AIM >> Reproduce this listing in full.
* Begin RECORD LIST *
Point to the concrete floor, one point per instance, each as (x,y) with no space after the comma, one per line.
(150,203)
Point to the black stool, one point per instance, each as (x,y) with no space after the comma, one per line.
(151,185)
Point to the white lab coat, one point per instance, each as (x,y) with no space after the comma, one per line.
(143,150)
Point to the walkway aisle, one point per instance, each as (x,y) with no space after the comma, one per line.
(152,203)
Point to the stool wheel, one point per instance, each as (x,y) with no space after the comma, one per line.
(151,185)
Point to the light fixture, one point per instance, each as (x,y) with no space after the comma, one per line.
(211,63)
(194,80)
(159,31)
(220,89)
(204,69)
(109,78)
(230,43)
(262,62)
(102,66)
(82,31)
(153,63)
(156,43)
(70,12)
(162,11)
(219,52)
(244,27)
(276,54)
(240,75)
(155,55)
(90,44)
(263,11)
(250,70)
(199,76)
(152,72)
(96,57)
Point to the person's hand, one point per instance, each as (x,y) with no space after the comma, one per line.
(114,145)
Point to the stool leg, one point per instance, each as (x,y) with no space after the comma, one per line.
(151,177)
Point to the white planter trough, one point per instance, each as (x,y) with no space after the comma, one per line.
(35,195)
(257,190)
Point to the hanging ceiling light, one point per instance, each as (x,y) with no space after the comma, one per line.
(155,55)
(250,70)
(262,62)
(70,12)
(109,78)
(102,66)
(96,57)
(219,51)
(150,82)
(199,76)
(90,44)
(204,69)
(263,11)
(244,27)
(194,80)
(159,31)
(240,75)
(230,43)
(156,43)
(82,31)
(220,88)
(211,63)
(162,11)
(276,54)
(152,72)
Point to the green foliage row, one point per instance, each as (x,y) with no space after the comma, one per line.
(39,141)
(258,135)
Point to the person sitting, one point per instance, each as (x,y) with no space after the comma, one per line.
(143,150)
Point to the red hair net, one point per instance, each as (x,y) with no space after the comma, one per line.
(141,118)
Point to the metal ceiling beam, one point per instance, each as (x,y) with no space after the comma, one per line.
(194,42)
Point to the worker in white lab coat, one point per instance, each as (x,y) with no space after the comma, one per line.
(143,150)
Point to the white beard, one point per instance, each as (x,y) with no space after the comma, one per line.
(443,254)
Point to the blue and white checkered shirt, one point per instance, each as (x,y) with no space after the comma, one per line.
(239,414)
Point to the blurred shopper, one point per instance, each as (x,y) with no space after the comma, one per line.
* End RECORD LIST *
RESULT OF THE TASK >>
Point to the concrete floor, one point per instance, each as (x,y) with no space after the comma, one per line.
(150,203)
Point to the black stool, one point per instance, each as (x,y) with no space after the comma, one per line.
(151,185)
Point to the white lab coat, one point per instance, each as (x,y) with no space after the comma, one per line.
(143,150)
Point to the walkway aisle, one point per instance, each as (x,y) with no space after the comma, one per line.
(152,203)
Point to the stool wheel, one point per instance, each as (x,y) with no space after the comma, one per line.
(151,185)
Point to the light fixture, one point per instance, each as (x,y) with no space after the comma, one per line.
(211,63)
(194,80)
(159,31)
(220,89)
(204,69)
(109,78)
(230,43)
(262,62)
(102,66)
(82,31)
(153,63)
(156,43)
(70,12)
(162,11)
(219,52)
(244,27)
(276,54)
(240,75)
(155,55)
(90,44)
(263,11)
(250,70)
(199,76)
(152,72)
(96,57)
Point to the person's hand, one point per instance, each as (x,y) with no space after the comma, one per line.
(114,145)
Point to the stool leg, one point per instance, each as (x,y) with no space after the comma, one per line.
(151,177)
Point to the white planter trough, one point per instance, each as (x,y) with no space after the comma, one per line.
(35,195)
(257,190)
Point to the hanging ceiling light, one point per instance, each as (x,y) with no space after the comma, one per line.
(155,55)
(250,70)
(262,62)
(70,12)
(109,78)
(102,66)
(96,57)
(219,51)
(150,82)
(199,76)
(90,44)
(204,69)
(263,11)
(244,27)
(194,80)
(159,31)
(240,75)
(230,43)
(156,43)
(82,31)
(220,88)
(211,63)
(162,11)
(276,54)
(152,72)
Point to the green foliage row, one point per instance, each as (x,y) with no space after the comma, one per line.
(39,141)
(258,135)
Point to the person sitting, one point per instance, each as (x,y) with no space after the comma, one per line.
(143,150)
Point to the red hair net, one point per instance, each as (x,y) with no space after the comma, one per line.
(141,118)
Point to the metal ceiling beam, one point per instance, each as (x,y) with no space after the comma, one per line.
(194,42)
Point to the worker in white lab coat, one point per instance, each as (x,y) with no space after the comma, one per line.
(143,150)
Point to the white beard, one point per instance, each as (x,y) with no space after the comma, one per line.
(443,254)
Point to the blue and white checkered shirt, one point per instance, each as (x,y) with no space after the comma, one per line.
(239,414)
Point to the blurred shopper, one point per instance, each as (x,y) with no space after the comma, one per line.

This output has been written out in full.